## Short exercise
Starting with the line that has "Objective — one marker per instance of the undermount" in it, repeat every line through the last one, word for word, and give nothing more.

## Raw data
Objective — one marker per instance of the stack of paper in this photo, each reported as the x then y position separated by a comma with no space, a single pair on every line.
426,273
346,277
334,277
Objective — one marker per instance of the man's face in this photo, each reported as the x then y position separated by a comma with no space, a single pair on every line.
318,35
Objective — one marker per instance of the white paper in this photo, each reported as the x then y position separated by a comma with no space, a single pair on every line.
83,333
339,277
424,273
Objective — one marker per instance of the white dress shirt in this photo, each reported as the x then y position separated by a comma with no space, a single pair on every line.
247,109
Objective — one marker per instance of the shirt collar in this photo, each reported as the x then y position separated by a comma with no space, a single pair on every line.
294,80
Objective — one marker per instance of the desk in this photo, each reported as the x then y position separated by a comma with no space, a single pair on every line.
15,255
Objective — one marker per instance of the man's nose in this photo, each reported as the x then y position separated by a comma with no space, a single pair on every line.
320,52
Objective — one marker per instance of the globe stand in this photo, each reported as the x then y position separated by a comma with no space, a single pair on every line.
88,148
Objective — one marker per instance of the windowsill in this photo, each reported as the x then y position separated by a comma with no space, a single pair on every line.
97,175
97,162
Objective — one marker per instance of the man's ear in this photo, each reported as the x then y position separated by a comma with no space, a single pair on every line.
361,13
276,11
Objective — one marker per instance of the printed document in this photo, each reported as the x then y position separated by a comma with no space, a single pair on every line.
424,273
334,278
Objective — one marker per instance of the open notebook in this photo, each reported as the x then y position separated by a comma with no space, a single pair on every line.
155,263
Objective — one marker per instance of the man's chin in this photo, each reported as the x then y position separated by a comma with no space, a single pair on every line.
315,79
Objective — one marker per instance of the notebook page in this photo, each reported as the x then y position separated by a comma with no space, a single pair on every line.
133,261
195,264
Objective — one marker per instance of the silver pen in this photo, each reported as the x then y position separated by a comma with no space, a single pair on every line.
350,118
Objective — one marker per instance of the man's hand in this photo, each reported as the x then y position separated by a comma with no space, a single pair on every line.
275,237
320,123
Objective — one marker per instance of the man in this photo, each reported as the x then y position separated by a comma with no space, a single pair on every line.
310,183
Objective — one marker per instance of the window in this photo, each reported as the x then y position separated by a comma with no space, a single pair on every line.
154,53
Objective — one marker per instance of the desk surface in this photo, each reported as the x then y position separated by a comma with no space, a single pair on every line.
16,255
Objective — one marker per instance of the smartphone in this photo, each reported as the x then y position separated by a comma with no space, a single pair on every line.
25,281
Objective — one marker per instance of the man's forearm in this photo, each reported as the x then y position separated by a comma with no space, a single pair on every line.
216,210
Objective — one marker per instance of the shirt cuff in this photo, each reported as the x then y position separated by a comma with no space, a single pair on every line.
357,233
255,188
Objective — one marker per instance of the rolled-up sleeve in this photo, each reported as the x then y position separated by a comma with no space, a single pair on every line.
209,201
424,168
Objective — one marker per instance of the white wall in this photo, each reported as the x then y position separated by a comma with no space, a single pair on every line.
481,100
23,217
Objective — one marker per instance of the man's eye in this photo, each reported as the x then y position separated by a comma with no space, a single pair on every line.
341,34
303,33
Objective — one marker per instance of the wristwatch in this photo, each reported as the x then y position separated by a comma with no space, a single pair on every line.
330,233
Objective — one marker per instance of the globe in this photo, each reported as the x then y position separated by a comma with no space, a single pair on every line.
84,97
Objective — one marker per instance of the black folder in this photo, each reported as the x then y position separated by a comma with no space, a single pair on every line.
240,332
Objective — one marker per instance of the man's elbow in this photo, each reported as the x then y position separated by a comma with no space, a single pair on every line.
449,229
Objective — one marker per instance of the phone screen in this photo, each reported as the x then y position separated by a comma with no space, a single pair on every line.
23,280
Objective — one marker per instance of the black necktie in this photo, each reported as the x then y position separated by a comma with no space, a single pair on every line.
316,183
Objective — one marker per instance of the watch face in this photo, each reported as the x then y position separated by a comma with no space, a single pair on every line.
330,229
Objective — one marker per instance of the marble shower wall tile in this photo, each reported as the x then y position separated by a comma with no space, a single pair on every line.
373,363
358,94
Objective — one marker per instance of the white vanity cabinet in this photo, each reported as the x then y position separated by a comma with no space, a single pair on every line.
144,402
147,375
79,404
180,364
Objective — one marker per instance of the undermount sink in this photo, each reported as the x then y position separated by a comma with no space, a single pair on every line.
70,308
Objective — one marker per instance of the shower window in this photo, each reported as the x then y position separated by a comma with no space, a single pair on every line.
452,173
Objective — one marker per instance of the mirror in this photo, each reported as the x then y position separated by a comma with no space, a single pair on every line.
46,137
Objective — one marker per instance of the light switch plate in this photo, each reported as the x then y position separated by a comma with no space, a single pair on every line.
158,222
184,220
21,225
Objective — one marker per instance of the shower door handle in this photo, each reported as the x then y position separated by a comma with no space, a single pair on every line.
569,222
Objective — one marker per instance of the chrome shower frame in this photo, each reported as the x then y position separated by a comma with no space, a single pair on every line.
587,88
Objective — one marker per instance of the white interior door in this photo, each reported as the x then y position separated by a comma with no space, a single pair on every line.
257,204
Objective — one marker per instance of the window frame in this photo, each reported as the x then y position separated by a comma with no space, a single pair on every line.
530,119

## Task answer
Objective — one marker per instance of the undermount sink in this photo, each reported as the x then y position separated by a comma with no space, a single pair on every line.
70,308
Objective — one marker per instance of the shower window in this photo, each reported as the x then y position separated by a comma with no space, a single pair on every line.
452,173
Objective — one marker per instance of the mirror in this photo, each reported as the x then y position separated by a comma with no space, a single pair on every line.
46,137
Objective — one marker per instance of the light switch plate in this photo, each reported as the x then y position separated by a comma with no space, a single pair on every line.
158,222
184,220
21,225
Objective — one marker per instance of the shower door handle in this photo, each reported as the x then y position separated by a comma with no space, a single pair on every line.
569,222
Objective — one marker per instance of the chrome shower frame in this photo, each reported as the x then y position separated by a comma with no space, a single pair on every line.
587,88
Objective — one marker per instance of the white interior door in this photo, each reported as the x then y position separated by a comma with no space, a single pair on every line.
257,204
Objective — one marker per instance of the window frame in this photo, each reported as the x then y position separated by a comma with no space, a single pair on every line.
530,119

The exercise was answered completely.